Object pointing dataset entries
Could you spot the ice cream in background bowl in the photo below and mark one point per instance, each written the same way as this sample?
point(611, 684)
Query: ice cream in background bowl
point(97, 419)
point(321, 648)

- [What you should do] Copy the entries above line for line, with no changes.

- [Solution to this exercise]
Could you spot the ice cream in background bowl in the photo below and mark one point per instance, each written the same way as this sample?
point(611, 684)
Query: ice cream in background bowl
point(97, 419)
point(321, 648)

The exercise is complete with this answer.